__Extracted material__:
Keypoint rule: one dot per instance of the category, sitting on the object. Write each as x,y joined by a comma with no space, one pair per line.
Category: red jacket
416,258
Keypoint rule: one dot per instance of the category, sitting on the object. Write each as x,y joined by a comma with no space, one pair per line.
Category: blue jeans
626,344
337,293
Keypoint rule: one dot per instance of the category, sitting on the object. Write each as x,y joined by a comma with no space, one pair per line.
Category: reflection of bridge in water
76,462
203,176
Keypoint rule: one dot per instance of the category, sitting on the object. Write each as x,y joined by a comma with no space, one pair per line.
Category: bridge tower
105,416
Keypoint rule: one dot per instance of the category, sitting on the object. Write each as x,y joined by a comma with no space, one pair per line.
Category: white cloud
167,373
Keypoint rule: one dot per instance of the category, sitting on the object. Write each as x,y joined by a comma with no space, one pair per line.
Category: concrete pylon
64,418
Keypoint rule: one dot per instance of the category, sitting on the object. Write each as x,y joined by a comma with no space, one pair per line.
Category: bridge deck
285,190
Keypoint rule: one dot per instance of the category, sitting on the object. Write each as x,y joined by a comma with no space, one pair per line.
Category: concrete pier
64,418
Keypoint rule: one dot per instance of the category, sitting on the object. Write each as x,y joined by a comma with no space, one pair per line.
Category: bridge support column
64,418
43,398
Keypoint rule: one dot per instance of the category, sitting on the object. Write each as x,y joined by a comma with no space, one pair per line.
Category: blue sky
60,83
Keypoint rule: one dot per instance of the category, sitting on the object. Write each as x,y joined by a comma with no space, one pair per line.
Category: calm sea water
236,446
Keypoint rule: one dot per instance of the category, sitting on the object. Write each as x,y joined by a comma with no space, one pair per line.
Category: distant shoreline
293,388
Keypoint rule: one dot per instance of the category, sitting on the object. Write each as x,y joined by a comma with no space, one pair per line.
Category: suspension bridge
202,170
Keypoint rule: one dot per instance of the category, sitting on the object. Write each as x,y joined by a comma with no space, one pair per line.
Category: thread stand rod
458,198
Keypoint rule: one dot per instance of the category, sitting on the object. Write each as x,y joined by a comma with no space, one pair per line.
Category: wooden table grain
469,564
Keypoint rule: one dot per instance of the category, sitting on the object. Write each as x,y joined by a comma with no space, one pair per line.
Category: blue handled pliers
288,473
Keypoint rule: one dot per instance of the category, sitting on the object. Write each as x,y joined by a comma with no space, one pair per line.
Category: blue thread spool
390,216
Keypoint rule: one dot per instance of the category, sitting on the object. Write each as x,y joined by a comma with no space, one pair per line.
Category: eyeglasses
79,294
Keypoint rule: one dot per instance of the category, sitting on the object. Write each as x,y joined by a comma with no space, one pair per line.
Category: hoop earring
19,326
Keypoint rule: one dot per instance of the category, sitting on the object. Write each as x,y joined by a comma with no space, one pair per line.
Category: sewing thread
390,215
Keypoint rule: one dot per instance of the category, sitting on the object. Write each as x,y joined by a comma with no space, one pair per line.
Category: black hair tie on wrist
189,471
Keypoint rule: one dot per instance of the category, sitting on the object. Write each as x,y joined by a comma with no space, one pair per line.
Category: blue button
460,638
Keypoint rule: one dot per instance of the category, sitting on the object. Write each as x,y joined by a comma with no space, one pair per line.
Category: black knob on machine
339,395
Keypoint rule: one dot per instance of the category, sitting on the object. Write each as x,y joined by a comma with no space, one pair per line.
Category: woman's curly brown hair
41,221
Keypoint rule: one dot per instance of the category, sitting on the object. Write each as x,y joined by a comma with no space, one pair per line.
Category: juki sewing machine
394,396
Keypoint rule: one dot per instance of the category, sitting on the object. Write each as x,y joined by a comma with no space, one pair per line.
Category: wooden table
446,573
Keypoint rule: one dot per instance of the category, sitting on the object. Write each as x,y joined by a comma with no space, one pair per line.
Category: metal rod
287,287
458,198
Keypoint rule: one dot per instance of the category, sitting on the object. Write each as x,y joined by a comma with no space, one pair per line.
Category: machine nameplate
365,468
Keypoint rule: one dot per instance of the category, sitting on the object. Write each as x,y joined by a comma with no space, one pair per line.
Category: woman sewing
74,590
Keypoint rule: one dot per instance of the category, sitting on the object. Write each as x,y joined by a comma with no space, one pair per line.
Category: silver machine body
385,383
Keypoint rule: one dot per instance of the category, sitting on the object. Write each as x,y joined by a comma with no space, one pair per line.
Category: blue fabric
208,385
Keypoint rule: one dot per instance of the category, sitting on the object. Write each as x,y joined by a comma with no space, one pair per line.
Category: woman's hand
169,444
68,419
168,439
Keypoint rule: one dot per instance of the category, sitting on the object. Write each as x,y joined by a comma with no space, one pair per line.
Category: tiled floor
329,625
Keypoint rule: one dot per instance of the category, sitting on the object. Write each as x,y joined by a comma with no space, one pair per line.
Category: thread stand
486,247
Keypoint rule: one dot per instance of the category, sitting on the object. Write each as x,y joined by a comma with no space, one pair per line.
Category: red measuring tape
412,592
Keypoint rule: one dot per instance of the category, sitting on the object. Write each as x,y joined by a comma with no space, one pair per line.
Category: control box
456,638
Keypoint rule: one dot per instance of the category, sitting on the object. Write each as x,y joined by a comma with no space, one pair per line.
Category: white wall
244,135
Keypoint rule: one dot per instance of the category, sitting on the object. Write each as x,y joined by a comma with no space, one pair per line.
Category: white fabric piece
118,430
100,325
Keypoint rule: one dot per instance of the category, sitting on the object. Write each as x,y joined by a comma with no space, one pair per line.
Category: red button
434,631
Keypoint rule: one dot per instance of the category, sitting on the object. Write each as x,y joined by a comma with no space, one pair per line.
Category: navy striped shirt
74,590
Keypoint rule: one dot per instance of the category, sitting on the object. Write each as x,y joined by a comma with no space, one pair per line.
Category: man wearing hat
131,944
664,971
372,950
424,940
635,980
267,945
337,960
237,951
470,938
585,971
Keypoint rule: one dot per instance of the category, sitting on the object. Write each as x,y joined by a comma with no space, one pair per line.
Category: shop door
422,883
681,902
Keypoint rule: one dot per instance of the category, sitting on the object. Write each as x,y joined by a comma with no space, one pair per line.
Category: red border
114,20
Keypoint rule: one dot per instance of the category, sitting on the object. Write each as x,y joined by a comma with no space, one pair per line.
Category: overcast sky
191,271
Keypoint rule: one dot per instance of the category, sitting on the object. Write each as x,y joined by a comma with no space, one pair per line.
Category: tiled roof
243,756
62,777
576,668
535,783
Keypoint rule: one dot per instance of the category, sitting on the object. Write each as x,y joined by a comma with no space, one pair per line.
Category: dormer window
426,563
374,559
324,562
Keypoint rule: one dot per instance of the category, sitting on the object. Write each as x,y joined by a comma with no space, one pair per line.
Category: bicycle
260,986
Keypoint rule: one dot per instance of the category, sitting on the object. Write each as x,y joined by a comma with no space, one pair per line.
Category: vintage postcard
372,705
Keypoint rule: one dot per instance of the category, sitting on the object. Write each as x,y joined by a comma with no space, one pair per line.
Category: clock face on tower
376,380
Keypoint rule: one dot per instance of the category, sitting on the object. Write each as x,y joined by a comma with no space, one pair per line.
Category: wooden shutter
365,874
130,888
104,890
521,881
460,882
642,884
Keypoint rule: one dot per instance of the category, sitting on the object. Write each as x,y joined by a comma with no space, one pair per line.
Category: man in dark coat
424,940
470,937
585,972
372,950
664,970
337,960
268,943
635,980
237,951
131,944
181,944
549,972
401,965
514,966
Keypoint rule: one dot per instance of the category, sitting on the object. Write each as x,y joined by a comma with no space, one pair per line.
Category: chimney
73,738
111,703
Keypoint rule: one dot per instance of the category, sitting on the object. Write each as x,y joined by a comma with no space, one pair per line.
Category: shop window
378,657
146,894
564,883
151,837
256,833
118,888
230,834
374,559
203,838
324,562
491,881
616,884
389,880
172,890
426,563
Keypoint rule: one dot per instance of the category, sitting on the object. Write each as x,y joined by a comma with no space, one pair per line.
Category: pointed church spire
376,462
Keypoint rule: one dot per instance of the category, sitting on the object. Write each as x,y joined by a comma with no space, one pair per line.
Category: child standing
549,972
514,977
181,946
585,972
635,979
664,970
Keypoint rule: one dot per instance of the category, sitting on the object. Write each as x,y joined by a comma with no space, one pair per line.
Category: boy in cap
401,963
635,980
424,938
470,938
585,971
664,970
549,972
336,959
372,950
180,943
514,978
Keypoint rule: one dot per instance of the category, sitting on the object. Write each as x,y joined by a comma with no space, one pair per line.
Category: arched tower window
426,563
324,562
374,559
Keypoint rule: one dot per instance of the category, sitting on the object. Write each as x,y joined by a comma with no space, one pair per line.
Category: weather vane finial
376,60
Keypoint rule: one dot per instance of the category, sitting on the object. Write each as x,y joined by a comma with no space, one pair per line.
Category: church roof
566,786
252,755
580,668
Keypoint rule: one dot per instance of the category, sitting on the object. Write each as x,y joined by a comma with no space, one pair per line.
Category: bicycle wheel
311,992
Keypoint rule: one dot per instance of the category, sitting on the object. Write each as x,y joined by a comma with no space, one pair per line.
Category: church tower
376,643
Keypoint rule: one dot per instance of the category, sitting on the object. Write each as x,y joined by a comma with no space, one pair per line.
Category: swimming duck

__What the task requires__:
Transcribe, word for word, every line from the one containing "Category: weather vane finial" through the final line of the entries, and nothing else.

__Solution to this task__:
Category: weather vane finial
376,60
Keypoint rule: one dot per instance of the category, sitting on the object. Write each as x,y joined by a comma with no space, one pair per line.
Category: church roof
566,786
252,755
580,668
Keypoint rule: one dot per instance of the category, sitting on the object. Write each as x,y joined by a comma with no space, one pair per line.
Category: bicycle wheel
311,992
Keypoint rule: one dot per instance of the category, sitting on the object. Write each as x,y joined by a comma with no space, one pair per line.
Category: church tower
376,643
Keypoint rule: one dot per instance of the category, sitting on the object. Write each as x,y joined by a comma with no space, one pair per line.
Category: swimming duck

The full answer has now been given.